Actually it won't as can be seen further down, where I end up with
p(x/y,y-1)
and the floor can conveniently be put in that one place and handle
everything.
Also, the function is p(x,y) where p(x,sqrt(x)) just happens to count
primes!
So it's a multi-variable function that can be evaluated over a certain
path to count prime numbers, but it makes sense, as evaluating it
requires both variables to write it as a I have.
> p(x) = x - S(x,sqrt(x)) - 1
>
> Anyway, on to the meat.
>
> > So I've finally outlined all the necessary functions, and it's now
> > time to get the full dS(x,y) function, which surprisingly enough is
> > easy to the point of trivial.
> >
> > Remember, dS(x,y) is the count of composites up to and including x
> > that have y as a factor which do not have any other primes less than y
> > as a factor.

* **DATA PROVIDED**
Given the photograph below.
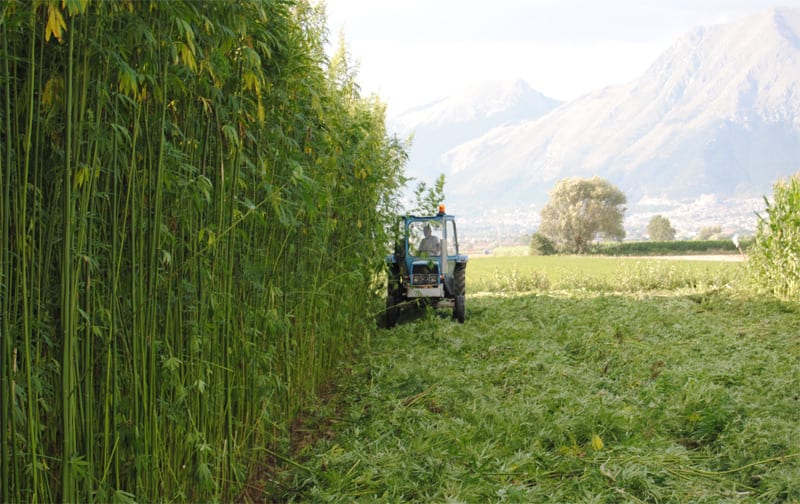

* **TASK LIST**
(a) In the forum post on counting primes, restate the paragraph that begins "Remember, dS(x,y) is the count" in one shorter sentence, keeping its main facts.
(b) Reproduce everything in the forum post on counting primes from "Also, the function" down to "to the meat.".

* **OUTPUTS FOR THE TASKS**
(a) dS(x,y) counts the composites up to and including x that have y as a factor and no smaller prime as a factor.

(b)
Also, the function is p(x,y) where p(x,sqrt(x)) just happens to count
primes!
So it's a multi-variable function that can be evaluated over a certain
path to count prime numbers, but it makes sense, as evaluating it
requires both variables to write it as a I have.
> p(x) = x - S(x,sqrt(x)) - 1
>
> Anyway, on to the meat.